**QUOTED TEXT**
## Start
Posted on | January 12, 2011|74 Comments<Back
Posted by Kate Steciw

This is the fifth installment in a conversation series initiated by Lucas Blalock with contemporary artists concerning materiality in regards to current photographic practice.

Zoe Crosher is an artist who lives and works in Los Angeles. Her current undertaking is The Michelle duBois Project; a series of investigations into the personal photographic archive of Michelle duBois, a call girl and aspiring flight attendant who worked the Pacific Rim during the 1970’s and ’80’s. The range and depth of the archive is tremendous, owing greatly to the fact that the subject was enthralled by her own portraiture. Crosher has approached this archive in ever evolving iterations that highlight the strategies and structures of fantasy as much as they expose anything concrete about Ms. duBois herself. Two independent iterations of the archive can currently be seen in Los Angeles; one as part of the California Biennial at the Orange County Museum of Art, and the other, For Ur Eyes Only: The Unveiling of Michelle duBois, at the Charlie James Gallery with related events at Dan Graham, Royal Pagoda, and EGHQ. This final iteration (the tenth), curated by Emma Gray, will be the last before Crosher commits it to a monograph to be published by a new arm of Aperture Books next year. Work from other of the artist’s projects are also currently on view in The City Proper (curated by James Welling) at Margo Leavin, also in LA.
## End
**GIVEN DATA**
## Start
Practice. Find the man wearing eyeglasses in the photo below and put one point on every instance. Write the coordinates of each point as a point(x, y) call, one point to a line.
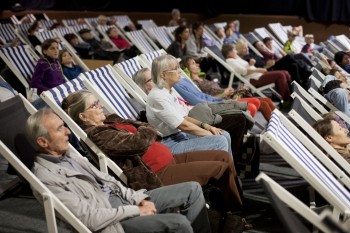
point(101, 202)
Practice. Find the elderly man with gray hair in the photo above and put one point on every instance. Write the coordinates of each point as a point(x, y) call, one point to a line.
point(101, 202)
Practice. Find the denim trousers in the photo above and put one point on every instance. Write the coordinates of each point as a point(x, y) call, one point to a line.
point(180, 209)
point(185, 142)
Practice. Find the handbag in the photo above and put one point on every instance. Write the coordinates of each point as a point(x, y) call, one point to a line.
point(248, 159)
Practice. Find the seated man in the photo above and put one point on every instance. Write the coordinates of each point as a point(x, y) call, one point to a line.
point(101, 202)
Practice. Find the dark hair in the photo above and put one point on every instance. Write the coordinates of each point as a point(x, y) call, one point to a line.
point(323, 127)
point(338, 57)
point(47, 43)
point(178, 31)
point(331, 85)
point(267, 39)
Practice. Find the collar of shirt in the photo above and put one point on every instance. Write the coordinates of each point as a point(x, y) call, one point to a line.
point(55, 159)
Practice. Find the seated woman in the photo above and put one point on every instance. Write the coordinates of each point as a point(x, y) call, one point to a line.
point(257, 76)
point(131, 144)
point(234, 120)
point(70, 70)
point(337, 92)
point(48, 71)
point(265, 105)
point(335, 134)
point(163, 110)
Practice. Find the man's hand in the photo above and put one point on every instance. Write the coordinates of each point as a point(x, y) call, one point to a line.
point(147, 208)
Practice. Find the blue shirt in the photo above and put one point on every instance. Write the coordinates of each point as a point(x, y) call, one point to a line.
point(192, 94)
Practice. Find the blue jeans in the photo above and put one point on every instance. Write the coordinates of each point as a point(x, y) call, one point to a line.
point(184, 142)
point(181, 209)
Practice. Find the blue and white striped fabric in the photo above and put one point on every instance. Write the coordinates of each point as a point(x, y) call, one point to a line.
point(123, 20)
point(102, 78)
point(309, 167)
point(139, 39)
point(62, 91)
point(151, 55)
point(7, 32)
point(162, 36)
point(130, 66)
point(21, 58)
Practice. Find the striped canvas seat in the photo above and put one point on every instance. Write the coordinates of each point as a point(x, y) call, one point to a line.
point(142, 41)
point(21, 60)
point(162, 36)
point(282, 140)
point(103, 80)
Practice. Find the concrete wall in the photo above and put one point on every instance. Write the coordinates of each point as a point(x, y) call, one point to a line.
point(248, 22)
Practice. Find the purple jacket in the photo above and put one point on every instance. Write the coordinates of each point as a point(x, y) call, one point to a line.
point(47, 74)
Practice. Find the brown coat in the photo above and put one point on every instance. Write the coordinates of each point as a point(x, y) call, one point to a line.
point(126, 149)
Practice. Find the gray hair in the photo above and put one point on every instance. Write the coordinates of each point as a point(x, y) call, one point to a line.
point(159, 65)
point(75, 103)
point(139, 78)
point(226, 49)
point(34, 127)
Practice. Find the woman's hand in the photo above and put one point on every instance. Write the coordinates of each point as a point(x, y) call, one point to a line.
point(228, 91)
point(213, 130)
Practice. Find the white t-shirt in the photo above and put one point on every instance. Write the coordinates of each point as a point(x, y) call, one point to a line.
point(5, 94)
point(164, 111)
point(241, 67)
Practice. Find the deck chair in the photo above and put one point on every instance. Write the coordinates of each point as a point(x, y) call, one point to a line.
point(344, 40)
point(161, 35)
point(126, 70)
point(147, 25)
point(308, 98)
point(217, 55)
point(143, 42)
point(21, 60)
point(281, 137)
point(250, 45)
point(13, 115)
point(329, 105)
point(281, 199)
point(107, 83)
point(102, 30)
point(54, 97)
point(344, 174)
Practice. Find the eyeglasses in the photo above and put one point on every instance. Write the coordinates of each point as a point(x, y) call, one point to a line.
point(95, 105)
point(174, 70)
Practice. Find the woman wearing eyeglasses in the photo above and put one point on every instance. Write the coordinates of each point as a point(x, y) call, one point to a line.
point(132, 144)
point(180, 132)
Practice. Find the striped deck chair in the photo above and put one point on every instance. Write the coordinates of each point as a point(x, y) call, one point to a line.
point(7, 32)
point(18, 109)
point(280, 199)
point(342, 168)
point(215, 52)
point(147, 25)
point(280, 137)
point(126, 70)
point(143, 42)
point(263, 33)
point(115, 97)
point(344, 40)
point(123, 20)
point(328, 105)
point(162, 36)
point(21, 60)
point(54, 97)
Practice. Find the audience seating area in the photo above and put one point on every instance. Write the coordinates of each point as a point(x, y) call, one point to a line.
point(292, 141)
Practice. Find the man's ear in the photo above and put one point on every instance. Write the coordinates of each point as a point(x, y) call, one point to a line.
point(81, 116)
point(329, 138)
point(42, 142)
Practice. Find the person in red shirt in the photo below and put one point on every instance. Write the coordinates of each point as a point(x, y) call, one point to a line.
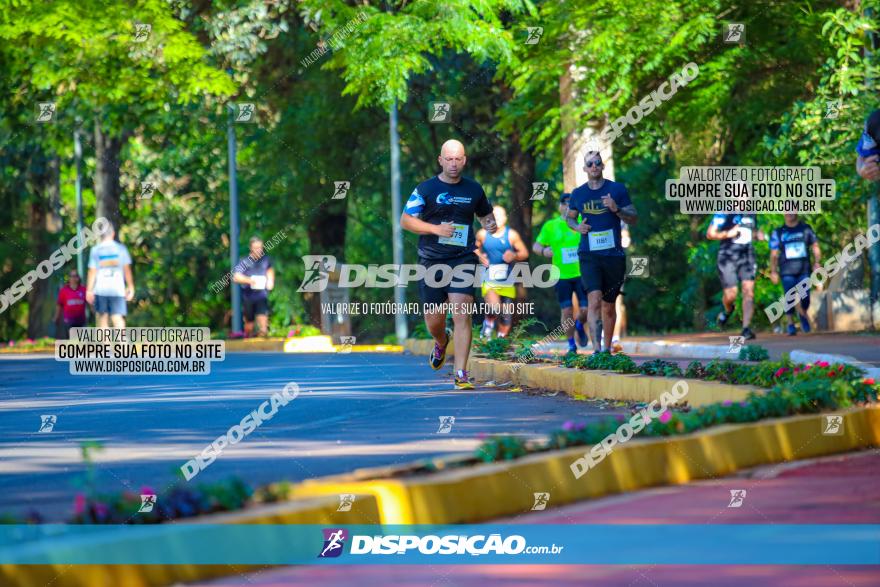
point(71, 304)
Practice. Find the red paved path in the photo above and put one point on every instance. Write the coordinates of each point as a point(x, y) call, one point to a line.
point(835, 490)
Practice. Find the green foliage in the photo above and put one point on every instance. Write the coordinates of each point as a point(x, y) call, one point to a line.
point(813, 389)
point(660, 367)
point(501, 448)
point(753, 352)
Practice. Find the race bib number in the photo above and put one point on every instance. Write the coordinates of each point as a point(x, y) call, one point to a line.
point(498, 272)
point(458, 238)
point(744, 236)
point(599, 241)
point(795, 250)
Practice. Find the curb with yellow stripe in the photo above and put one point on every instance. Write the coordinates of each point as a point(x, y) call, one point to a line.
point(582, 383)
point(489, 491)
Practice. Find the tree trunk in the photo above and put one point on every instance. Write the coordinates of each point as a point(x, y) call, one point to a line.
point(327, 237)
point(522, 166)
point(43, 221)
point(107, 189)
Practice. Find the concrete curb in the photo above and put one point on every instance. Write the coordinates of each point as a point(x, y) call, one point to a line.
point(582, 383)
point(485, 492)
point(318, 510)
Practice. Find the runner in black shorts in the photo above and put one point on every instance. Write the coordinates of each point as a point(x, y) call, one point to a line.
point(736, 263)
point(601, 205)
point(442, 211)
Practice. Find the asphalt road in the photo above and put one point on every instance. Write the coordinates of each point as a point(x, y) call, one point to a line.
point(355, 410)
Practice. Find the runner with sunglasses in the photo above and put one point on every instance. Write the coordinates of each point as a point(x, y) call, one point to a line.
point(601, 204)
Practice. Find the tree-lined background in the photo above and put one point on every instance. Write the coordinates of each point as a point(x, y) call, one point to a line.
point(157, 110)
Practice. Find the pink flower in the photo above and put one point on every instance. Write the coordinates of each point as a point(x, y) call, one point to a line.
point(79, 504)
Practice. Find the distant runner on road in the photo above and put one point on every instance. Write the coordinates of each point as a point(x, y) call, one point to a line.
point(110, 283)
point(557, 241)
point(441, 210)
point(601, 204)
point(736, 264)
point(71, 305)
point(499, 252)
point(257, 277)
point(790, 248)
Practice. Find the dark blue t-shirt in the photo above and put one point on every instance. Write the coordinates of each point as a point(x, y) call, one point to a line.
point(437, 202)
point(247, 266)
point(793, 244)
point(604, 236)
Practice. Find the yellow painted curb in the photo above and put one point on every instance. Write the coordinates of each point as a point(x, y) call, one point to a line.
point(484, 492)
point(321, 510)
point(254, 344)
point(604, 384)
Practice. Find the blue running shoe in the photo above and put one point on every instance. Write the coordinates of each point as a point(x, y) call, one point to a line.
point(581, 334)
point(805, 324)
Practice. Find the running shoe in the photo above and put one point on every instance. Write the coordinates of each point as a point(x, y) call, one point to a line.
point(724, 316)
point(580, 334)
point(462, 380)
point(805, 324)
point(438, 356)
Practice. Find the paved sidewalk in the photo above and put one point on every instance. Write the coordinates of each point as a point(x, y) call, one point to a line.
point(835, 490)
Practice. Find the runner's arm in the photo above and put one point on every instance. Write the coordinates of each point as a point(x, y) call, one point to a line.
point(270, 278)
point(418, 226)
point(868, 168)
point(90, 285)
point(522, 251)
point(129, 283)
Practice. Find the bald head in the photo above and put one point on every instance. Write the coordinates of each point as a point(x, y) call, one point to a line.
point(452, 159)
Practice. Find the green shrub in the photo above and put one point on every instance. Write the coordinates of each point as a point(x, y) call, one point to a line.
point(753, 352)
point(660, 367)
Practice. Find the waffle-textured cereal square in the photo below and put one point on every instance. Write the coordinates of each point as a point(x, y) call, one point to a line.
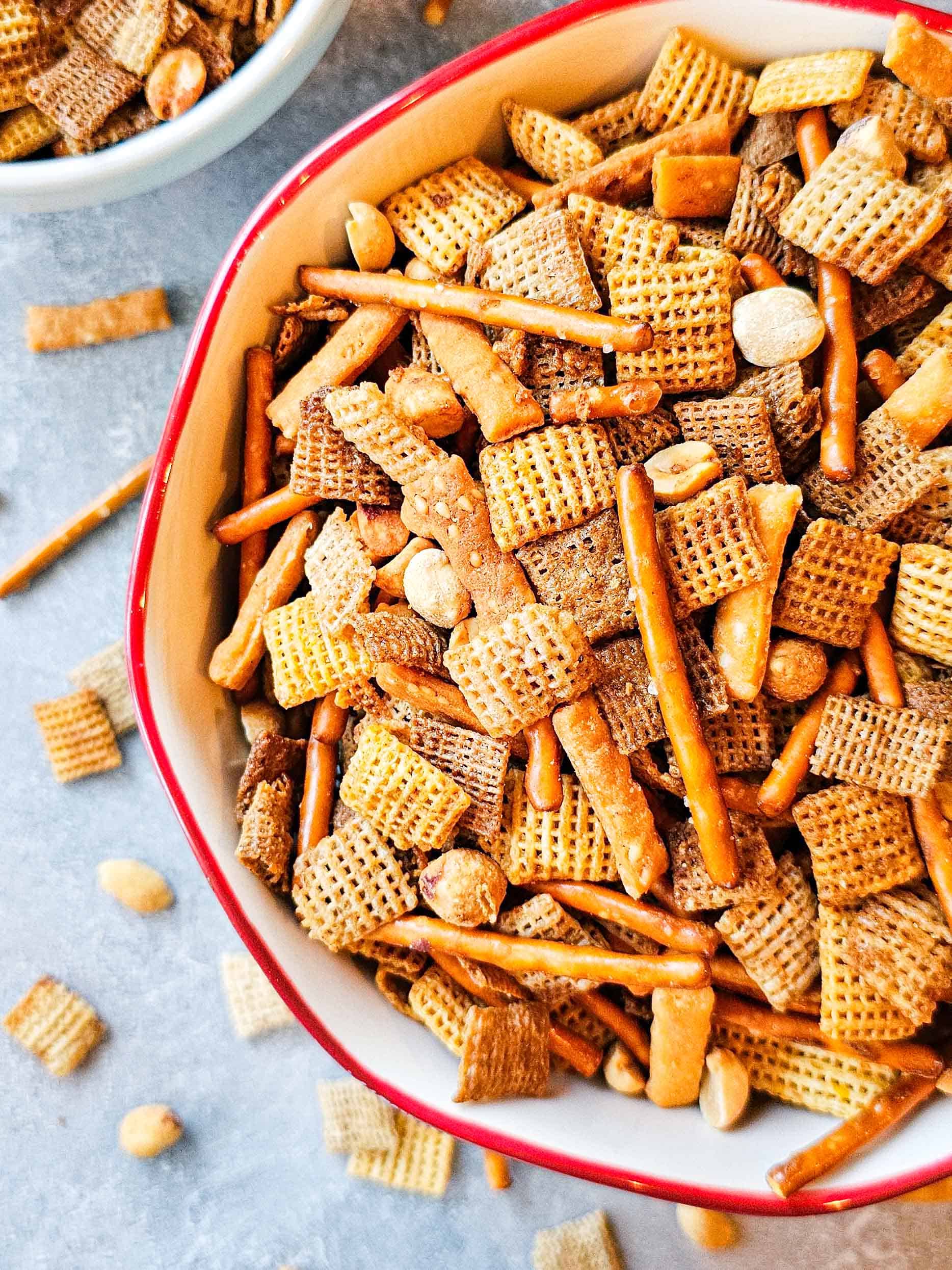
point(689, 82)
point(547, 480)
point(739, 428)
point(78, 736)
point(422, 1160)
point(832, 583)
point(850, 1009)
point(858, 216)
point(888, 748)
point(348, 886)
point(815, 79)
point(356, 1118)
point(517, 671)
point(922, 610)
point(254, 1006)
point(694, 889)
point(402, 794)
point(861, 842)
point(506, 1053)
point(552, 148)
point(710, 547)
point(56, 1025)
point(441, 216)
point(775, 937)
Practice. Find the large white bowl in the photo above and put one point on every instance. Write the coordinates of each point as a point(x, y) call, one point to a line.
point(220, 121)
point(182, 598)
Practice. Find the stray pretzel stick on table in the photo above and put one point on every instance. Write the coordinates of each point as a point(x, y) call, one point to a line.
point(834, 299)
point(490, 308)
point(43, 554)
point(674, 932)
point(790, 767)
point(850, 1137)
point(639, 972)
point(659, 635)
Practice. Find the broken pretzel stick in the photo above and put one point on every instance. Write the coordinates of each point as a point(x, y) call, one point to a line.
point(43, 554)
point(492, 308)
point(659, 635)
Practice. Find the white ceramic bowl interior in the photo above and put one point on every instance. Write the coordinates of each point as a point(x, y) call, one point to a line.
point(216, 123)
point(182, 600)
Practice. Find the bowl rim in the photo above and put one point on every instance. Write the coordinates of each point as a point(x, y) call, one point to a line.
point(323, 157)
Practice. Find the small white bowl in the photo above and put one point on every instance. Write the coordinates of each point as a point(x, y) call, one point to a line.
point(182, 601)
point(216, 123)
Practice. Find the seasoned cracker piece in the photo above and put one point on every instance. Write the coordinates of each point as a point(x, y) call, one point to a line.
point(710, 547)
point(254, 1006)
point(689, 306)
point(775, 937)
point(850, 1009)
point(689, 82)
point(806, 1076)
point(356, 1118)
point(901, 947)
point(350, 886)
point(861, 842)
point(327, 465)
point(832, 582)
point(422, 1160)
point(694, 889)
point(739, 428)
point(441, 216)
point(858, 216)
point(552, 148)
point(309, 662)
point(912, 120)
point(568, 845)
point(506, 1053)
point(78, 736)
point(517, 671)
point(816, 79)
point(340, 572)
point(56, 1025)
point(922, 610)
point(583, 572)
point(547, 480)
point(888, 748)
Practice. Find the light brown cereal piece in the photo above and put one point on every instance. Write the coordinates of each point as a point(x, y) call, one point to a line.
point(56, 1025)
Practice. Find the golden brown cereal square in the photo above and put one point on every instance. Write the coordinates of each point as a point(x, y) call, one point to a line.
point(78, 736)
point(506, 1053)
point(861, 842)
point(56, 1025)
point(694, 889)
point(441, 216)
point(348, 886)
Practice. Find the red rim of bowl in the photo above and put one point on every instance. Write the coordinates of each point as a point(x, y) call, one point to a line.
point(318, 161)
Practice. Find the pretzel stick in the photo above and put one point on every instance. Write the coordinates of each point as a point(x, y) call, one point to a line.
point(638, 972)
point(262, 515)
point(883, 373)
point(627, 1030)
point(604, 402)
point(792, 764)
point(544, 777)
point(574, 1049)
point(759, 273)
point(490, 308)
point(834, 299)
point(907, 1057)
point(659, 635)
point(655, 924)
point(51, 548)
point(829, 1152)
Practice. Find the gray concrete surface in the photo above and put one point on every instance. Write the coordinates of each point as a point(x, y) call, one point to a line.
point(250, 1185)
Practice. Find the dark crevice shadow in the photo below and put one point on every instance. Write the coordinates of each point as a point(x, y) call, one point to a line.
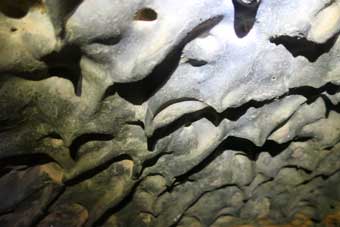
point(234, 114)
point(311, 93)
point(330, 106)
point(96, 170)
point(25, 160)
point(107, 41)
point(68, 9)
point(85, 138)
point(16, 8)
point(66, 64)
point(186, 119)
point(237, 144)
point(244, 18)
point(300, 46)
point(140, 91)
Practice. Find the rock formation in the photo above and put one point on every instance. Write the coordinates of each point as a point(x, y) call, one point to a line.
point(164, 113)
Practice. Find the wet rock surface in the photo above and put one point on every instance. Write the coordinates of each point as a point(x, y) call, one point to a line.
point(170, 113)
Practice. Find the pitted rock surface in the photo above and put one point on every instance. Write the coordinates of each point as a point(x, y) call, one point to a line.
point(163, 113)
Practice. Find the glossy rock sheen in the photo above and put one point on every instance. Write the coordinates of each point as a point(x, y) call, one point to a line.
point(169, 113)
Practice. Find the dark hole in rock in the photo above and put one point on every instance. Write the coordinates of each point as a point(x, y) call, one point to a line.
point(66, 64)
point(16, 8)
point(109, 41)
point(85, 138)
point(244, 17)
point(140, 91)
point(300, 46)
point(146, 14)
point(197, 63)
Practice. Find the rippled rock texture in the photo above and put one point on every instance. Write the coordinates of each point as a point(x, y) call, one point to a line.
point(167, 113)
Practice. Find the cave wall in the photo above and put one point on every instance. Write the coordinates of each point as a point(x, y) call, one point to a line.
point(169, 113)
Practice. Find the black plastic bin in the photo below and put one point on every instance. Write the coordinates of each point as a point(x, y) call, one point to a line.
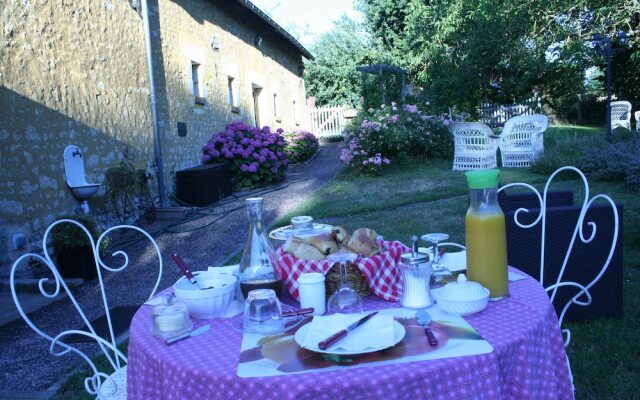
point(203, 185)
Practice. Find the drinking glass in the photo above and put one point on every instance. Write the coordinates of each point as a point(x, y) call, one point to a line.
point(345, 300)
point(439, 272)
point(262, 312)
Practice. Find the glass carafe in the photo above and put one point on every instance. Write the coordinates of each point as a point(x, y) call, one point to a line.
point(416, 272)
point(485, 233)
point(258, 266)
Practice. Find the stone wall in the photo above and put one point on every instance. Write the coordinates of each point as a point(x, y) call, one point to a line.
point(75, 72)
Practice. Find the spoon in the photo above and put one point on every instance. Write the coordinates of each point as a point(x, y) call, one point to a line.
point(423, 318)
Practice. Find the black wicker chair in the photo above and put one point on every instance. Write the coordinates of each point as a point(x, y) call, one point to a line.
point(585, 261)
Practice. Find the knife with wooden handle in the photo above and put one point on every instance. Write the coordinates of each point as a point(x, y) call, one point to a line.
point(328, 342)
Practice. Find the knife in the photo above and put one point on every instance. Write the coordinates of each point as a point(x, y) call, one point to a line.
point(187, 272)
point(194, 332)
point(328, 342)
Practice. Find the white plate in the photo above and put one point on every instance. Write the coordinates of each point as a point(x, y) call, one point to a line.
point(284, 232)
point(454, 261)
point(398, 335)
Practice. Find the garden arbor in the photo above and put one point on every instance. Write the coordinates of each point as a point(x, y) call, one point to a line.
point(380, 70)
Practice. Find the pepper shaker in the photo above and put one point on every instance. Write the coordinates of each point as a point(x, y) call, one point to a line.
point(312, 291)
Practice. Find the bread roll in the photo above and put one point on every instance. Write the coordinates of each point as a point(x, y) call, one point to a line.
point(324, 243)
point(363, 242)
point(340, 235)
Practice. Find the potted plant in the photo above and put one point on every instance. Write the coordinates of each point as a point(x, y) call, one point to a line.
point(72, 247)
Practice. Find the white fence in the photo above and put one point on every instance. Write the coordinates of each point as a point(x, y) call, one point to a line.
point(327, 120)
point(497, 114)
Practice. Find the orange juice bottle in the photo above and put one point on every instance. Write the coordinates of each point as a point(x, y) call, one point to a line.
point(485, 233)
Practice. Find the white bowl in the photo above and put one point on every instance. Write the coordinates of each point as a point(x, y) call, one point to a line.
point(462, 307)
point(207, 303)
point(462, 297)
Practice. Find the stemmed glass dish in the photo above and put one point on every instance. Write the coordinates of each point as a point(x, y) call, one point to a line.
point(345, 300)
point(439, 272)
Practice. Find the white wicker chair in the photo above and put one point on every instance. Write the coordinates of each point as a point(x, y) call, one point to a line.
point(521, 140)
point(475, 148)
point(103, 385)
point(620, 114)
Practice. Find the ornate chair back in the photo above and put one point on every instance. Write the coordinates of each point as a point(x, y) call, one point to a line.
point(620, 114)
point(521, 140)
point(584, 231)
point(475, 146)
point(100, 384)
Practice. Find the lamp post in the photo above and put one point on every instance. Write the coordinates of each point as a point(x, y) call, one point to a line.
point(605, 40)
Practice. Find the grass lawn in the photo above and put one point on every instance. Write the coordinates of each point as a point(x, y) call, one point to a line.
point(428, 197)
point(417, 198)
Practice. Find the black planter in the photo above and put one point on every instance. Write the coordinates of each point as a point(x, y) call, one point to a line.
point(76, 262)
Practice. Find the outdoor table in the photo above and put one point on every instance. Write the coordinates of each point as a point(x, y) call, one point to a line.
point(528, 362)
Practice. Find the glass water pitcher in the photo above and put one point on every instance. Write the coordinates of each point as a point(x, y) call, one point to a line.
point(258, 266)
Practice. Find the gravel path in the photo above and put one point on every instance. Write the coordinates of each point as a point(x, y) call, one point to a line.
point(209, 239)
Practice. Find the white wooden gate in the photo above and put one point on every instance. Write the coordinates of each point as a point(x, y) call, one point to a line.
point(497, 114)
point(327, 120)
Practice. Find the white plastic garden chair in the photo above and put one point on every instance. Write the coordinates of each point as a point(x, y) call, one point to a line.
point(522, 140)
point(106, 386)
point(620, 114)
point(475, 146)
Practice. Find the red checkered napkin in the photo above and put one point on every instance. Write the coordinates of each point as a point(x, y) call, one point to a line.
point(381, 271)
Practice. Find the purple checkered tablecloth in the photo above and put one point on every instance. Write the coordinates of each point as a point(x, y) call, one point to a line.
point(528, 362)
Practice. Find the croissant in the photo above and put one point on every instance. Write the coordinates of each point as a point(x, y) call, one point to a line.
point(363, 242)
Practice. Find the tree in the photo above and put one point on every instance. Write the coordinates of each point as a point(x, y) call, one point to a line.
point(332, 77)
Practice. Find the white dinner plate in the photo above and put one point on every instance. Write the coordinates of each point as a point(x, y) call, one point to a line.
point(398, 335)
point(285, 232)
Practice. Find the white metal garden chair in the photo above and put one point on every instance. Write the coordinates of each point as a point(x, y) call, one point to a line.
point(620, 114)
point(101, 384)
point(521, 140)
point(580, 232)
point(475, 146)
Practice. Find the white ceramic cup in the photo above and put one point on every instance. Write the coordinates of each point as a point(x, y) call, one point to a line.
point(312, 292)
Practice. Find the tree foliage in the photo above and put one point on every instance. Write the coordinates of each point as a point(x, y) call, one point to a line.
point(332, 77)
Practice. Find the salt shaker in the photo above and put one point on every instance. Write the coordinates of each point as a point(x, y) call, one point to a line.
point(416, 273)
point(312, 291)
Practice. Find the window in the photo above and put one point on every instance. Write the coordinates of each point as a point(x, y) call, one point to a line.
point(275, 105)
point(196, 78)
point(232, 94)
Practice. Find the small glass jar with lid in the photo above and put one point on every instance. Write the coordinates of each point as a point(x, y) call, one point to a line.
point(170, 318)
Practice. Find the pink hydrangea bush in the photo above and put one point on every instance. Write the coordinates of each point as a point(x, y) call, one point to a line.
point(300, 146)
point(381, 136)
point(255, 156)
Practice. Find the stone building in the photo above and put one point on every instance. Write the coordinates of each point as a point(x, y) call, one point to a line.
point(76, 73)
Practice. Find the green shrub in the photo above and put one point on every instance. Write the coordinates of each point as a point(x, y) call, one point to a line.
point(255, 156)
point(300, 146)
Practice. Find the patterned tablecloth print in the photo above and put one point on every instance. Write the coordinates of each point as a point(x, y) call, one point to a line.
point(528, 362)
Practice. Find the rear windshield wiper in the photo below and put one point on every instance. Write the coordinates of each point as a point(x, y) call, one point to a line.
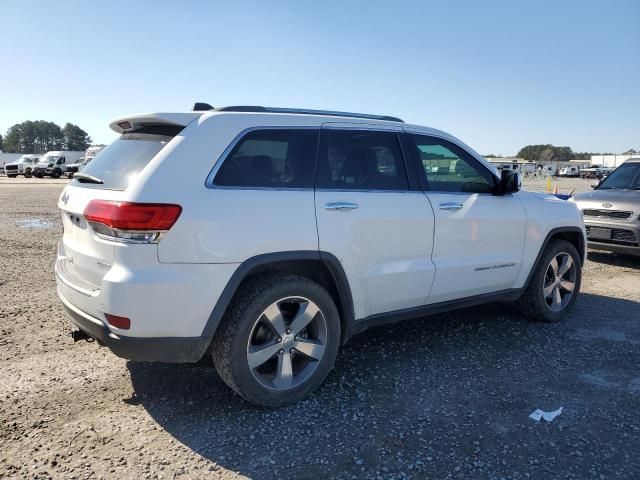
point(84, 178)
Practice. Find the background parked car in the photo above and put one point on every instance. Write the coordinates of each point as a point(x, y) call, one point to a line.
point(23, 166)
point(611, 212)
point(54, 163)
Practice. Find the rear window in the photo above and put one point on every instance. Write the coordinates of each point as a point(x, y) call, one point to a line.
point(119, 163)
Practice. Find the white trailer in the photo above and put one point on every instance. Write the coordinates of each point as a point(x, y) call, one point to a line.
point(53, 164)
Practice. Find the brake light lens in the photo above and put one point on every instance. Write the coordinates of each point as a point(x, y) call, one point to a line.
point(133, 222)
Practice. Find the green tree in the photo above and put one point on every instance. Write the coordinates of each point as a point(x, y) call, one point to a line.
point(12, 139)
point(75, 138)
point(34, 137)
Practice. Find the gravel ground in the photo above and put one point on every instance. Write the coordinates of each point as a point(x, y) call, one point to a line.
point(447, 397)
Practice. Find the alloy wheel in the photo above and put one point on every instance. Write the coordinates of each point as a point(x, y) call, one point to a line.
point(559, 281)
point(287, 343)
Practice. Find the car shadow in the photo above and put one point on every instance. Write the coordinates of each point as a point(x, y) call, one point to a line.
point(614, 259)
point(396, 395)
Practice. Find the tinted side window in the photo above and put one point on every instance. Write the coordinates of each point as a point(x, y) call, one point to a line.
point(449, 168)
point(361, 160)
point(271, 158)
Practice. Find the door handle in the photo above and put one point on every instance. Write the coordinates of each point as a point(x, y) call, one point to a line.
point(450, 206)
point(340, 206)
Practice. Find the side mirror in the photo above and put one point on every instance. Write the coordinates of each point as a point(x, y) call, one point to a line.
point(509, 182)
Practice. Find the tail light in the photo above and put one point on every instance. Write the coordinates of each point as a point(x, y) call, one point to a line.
## End
**EXERCISES TO COMPLETE**
[A] Can you reproduce, word for word, the passage of the post about Zoe Crosher from "This is the" up to and including "current photographic practice."?
[B] According to the post about Zoe Crosher, who curated the tenth and final iteration of The Michelle duBois Project?
[C] Could you write the next part of the post about Zoe Crosher, picking up after its last sentence?

**ANSWERS IN ORDER**
[A]
This is the fifth installment in a conversation series initiated by Lucas Blalock with contemporary artists concerning materiality in regards to current photographic practice.

[B] Emma Gray

[C]
LB: Can you talk a little about how photographs “act” as material in The Reconsidered Archive of Michelle du Bois? They seem to be considered as both images of someones life, but also as objects or keepsakes from that  life. For me this doubles the notion of archive in that it is both an ‘archive of her’ as well as ‘her archive’. Is this something you were thinking about?

ZC: Yes it is absolutely something I am thinking about! Not only is this an  ‘archive of her’ as well as ‘her archive’, but with all these different iterations/shows accumulating over the course of the project and everything gradually collapsing together, it also becomes an archive of my ever-shifting relationship to the work. This cumulative collapse will ultimately play out in the upcoming book to be published by Aperture in the Spring of 2011, where images from previous versions of the book, install shots, various reviews, the recent mock-mock up in the CA Biennial, possibly even this interview will end up as part of the larger archive. This cumulative layering of material and history, playing out through the “Kodak Promise” of every single film type, size and print, add to the impossibility of seeing the archive as a totality of ‘her’, or whatever various fantasies there are of ‘who she is.’ The fiction of the totality of ‘her’ mirrors the fiction of totality that the actuality of the archive can never achieve.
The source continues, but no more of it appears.